Stored records:
==============================

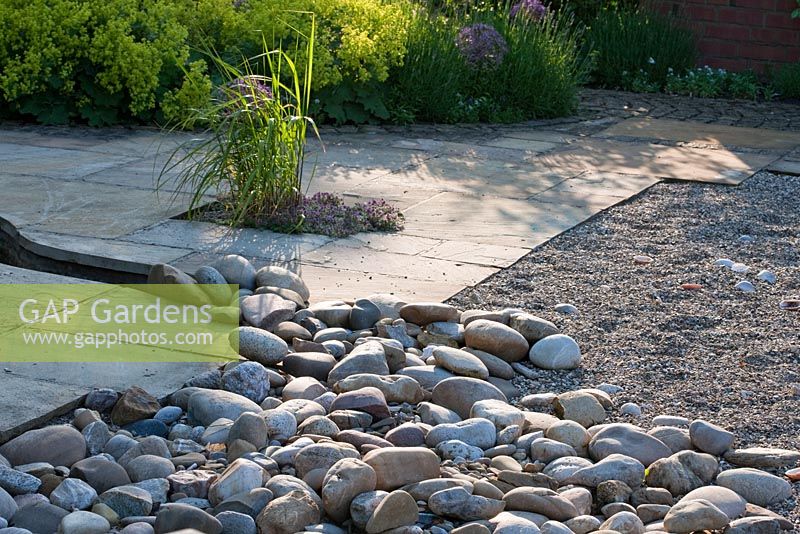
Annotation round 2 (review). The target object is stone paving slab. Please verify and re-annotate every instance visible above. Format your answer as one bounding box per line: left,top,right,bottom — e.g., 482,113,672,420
537,139,776,185
403,192,599,249
302,241,497,286
767,158,800,176
597,117,800,151
0,264,217,443
0,108,800,441
20,228,193,274
0,172,200,238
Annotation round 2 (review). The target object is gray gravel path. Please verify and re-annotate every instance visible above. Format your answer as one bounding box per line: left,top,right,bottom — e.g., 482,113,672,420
451,172,800,525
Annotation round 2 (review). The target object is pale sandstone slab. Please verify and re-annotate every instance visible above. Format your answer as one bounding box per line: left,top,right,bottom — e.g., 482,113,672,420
302,241,496,285
598,117,800,150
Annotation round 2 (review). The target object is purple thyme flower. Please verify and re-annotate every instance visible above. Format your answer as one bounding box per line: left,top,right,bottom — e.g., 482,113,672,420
509,0,547,20
456,23,508,69
218,74,274,112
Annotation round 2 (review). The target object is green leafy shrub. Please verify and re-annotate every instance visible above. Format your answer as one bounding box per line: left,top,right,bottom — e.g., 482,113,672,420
773,63,800,98
664,66,769,100
586,9,697,90
390,3,587,122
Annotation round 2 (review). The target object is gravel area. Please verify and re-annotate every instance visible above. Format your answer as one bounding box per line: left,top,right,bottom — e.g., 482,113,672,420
450,172,800,531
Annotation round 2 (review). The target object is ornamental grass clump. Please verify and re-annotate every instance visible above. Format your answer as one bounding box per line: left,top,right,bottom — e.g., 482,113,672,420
256,192,404,237
586,7,697,90
158,19,316,225
508,0,547,21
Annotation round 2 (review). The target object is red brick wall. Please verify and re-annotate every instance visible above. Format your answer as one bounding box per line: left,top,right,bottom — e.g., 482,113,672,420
649,0,800,72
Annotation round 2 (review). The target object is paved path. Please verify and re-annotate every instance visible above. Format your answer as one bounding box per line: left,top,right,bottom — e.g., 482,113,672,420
0,92,800,442
0,109,800,306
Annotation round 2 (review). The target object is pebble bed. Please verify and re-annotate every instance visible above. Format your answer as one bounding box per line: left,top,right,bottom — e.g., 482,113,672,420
449,172,800,531
0,174,800,534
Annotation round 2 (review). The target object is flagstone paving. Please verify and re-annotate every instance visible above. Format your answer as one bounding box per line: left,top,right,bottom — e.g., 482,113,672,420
0,264,217,443
0,91,800,442
0,108,800,306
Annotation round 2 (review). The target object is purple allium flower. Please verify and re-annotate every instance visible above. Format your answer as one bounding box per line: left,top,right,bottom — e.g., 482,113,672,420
456,23,508,69
509,0,547,20
218,75,274,109
262,192,404,237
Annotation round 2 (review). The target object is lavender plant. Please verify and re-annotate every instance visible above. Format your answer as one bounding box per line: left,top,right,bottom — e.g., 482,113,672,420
158,18,316,225
254,192,404,237
508,0,547,21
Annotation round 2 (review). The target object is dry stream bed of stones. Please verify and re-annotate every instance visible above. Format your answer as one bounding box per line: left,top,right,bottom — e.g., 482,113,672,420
0,174,800,534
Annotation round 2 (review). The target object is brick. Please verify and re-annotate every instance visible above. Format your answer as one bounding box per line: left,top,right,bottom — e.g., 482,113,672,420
731,0,777,11
698,39,739,58
764,11,800,27
703,57,753,72
750,28,800,47
683,4,717,21
775,0,797,13
705,24,750,38
717,7,768,27
739,45,786,61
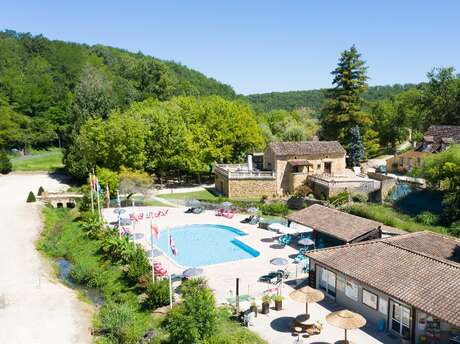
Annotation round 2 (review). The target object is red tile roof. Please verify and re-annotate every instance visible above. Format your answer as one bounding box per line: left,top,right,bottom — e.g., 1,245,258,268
307,232,460,326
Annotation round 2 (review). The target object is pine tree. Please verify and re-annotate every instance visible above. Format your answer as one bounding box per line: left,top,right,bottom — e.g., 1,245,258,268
0,150,13,174
348,125,365,167
320,45,370,146
27,191,36,203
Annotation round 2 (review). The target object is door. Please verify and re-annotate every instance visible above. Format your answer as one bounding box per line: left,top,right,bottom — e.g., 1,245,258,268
319,268,336,299
390,300,412,338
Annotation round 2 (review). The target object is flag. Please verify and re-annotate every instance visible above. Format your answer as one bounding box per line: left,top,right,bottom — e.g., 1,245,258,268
150,221,160,240
169,234,177,256
105,183,110,208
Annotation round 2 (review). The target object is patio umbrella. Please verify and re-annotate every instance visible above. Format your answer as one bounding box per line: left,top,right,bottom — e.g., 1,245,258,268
222,201,233,208
270,257,288,295
270,257,288,265
297,238,315,246
187,199,201,207
268,222,292,232
182,268,203,278
326,309,366,343
120,217,133,226
289,286,324,322
145,248,163,258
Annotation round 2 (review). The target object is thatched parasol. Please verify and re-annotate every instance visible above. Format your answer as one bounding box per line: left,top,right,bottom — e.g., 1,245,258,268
289,286,324,322
326,309,366,343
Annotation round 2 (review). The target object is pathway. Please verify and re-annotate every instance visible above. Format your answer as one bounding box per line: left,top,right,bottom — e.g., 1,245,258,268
0,174,92,344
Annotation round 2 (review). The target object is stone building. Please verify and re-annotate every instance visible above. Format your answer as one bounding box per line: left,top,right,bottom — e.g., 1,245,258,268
214,140,346,198
306,232,460,344
386,125,460,173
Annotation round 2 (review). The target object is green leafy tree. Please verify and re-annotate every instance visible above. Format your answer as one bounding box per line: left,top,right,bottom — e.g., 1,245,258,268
348,126,365,167
414,145,460,224
320,45,371,146
0,150,13,174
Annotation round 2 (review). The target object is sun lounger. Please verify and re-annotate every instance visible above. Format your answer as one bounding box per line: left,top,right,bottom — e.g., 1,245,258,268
248,215,260,225
193,207,204,214
241,215,254,223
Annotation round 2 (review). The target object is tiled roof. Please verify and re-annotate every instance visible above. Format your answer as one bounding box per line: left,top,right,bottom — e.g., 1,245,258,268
268,141,346,156
424,125,460,142
287,204,382,242
388,232,460,263
307,232,460,326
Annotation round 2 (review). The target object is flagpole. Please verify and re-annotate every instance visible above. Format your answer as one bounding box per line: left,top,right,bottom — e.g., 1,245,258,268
150,219,155,282
168,226,172,308
89,172,94,213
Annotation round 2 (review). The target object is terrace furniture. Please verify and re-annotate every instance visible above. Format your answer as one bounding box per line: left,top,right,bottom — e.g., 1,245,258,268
240,215,254,223
193,207,204,214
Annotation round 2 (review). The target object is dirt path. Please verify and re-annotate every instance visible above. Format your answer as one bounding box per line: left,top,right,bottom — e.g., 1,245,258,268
0,174,92,344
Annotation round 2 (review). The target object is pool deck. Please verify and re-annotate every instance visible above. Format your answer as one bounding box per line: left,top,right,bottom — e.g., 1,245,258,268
103,207,399,344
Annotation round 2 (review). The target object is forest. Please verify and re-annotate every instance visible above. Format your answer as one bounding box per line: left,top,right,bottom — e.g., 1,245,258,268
0,31,460,179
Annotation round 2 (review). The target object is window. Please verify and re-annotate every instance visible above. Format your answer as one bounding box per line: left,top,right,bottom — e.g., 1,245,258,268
319,268,336,298
345,280,358,301
390,300,411,337
363,289,378,309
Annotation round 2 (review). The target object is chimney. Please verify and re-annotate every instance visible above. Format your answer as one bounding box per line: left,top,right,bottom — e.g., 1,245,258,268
248,154,252,171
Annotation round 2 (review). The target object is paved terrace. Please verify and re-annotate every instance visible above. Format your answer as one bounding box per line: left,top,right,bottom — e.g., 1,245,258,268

==============================

## Exercise instructions
Reproduce nothing but the lines from the line containing "Annotation round 2 (review). The target object is pool" to the last line of the data, each exactly as written.

## Exercise response
Annotation round 2 (review). The target object is pool deck. Please verify and re-annotate every instance visible above. Format your answer as one bounding box per line: left,top,right,bottom — e.g., 1,245,258,268
103,207,399,344
Annotation round 2 (review). The target object is forest. Please verify and re-annotate every instance visible above. Format your answer as one bounding box per line: left,top,right,bottom — e.g., 1,245,258,268
0,31,460,179
Annotation round 2 (review). The target object is window. Please verify and re-annotate every instance visible above. Format your answer as one bounding box per line: left,top,right,bottom — e.g., 1,245,258,268
319,268,336,298
345,280,358,301
390,300,411,337
363,289,378,309
Annotation round 2 (review). The target object is chimney. Please verify and re-annotate every instance visible above. Format your answer as one bounding box per line: left,top,right,bottom — e.g., 1,245,258,268
248,154,252,171
Annotation round 2 (review). The target object is paved terrace. Please verify and re-annotate every instance visible above. Format your answer as one bounding box per line: left,top,right,bottom — e.g., 1,245,258,268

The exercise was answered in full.